Exercise objective: Lay out every line of the data below as a Markdown table with the columns "No." and "Line", numbering the rows in order. Skip blank lines and keep the pictures out of the table.

Lines of data
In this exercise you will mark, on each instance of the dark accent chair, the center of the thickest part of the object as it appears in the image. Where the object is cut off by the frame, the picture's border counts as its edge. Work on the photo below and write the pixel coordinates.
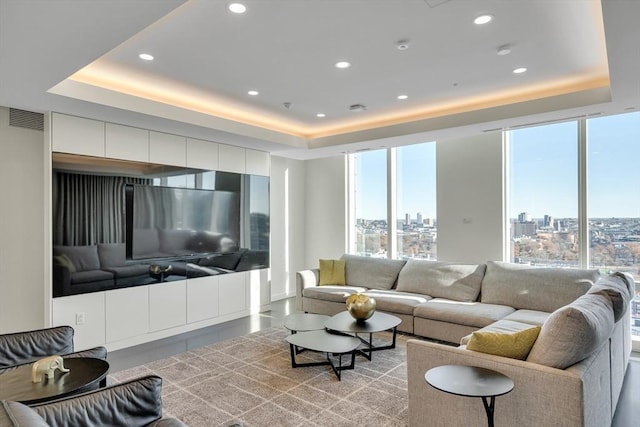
(135, 403)
(27, 347)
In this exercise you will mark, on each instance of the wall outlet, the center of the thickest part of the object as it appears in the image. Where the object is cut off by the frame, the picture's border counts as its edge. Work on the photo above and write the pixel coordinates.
(80, 318)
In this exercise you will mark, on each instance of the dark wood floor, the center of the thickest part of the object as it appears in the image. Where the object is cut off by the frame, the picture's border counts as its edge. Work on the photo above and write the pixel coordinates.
(627, 411)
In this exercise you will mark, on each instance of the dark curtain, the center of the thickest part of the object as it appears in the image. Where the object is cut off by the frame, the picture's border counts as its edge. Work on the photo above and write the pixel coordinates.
(89, 209)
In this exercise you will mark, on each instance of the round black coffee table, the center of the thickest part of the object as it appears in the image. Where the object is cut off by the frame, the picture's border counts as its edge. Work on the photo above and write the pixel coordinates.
(324, 342)
(470, 381)
(303, 322)
(379, 322)
(84, 374)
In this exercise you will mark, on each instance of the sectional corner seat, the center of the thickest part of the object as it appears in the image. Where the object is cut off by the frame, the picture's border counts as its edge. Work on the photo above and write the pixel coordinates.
(574, 372)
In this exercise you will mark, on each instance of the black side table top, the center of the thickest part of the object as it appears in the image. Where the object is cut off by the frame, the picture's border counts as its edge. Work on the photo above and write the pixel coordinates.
(470, 381)
(84, 372)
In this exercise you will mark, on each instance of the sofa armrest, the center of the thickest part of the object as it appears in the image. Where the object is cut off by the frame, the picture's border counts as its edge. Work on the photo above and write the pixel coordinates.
(133, 403)
(24, 347)
(305, 279)
(577, 396)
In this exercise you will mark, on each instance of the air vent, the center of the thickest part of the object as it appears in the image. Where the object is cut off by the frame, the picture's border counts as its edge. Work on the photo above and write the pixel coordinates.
(26, 119)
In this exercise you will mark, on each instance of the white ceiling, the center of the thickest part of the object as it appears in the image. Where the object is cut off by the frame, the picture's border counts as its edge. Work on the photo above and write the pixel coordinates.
(82, 58)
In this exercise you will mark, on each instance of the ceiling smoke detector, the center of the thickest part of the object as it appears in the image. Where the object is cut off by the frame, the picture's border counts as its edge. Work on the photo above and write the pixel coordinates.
(357, 108)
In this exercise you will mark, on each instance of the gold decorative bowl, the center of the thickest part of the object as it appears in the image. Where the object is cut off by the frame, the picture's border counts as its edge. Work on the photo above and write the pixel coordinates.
(361, 307)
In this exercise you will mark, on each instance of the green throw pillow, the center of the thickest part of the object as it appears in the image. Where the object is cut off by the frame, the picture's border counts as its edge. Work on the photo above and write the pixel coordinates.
(332, 272)
(65, 261)
(515, 345)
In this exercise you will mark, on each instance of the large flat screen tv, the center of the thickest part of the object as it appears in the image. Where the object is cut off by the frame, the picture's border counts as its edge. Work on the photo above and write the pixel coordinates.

Response for this exercise:
| No. | Line |
|---|---|
| 1 | In this exercise you will mark, on each instance of the dark accent chair, the center of the thickest part of the object as it appears in the image. Where the object is cut off by the frame, the picture's border counts as its edge. Work on the photo below and write the pixel coordinates. |
| 2 | (135, 403) |
| 3 | (27, 347) |
| 4 | In this exercise you will mark, on each instance of the wall outlet, the center of the thickest part of the object as it appears in the image. Where the object is cut off by the frame, the picture's border counts as its edge. Work on the photo above and write the pixel coordinates. |
| 5 | (80, 318) |
| 6 | In this exercise you will mark, on each instance of the dark wood floor, the center of the thickest part of the object as it appears in the image. Where the object is cut off by the frame, the picture's border counts as its edge. Work on the photo above and write the pixel coordinates. |
| 7 | (627, 411) |
| 8 | In this exercise you will mark, on each instance of the dark curtain, the center of the thickest part of the object as it appears in the image. Where the object is cut off by the frame, the picture's border counts as its edge. Work on the photo above and write the pixel coordinates. |
| 9 | (89, 209) |
| 10 | In this exercise you will mark, on each instance of the round black coffee table, the center of the thickest part of the object as it appears in the image. Where the object is cut off by the frame, the picture's border counts as its edge. Work on the photo above and write the pixel coordinates. |
| 11 | (324, 342) |
| 12 | (470, 381) |
| 13 | (303, 322) |
| 14 | (379, 322) |
| 15 | (84, 374) |
| 16 | In this exercise you will mark, on each instance of the sectional corner seat, the center of the thickest part of the object as it appears in the image. Where the object is cut off by the frame, the picture's border counts as its edge. Work on the photo above and write the pixel coordinates. |
| 17 | (574, 372) |
| 18 | In this exercise you will mark, on each instance of the black side table top, the center of the thickest part of the object as it appears in the image. Where the object is cut off by the frame, the picture's border counts as its edge. Work on the photo above and write the pixel coordinates. |
| 19 | (470, 381) |
| 20 | (84, 372) |
| 21 | In this exercise you will mark, on each instance of the sofa armrest, the center of the thickest part of the object as it appears in the image. Where the object is cut off by the frame, the picture's border counts as its edge. Work on the photo above and write the pixel coordinates. |
| 22 | (133, 403) |
| 23 | (24, 347) |
| 24 | (305, 279) |
| 25 | (577, 396) |
| 26 | In this exercise you will mark, on each instance of the air vent, the center of the thickest part of the object as it appears in the image. Where the object is cut off by the frame, the picture's border counts as its edge. Work on the photo above and write the pixel coordinates. |
| 27 | (26, 119) |
| 28 | In this exercise you will mark, on each instance of the white ceiling, the center of the thickest part of the object as it appears in the image. Where the object is cut off by the frame, the picture's border counts as its edge. Work on the photo above and write the pixel coordinates. |
| 29 | (82, 58) |
| 30 | In this exercise you will mark, on each instance of the ceiling smoke detector, the center of the thickest part of the object as it appears in the image. Where the object is cut off by the frame, the picture's border counts as its edge. Work on the photo above and write the pixel coordinates. |
| 31 | (357, 108) |
| 32 | In this exercise you will mark, on each instance of the gold decorative bowl, the center of the thickest part of the object as it appears in the image. Where the object is cut off by the frame, the picture's border counts as its edge. Work on the photo above and write the pixel coordinates. |
| 33 | (361, 307) |
| 34 | In this exercise you will mark, on each instance of the green throw pillow, the center of the thickest part of the object as it appears in the image. Where the object is cut off by the frame, the picture's border counts as its edge. Work on the photo above and write the pixel coordinates. |
| 35 | (332, 272) |
| 36 | (65, 261) |
| 37 | (515, 345) |
| 38 | In this exercise you will mark, on each instance of the large flat screen tv, the center of the thickest part of the object as it appears in the image. Where the object is cut off by the frame, the picture's border counts as its edge. Work on the photo above and write the pixel coordinates. |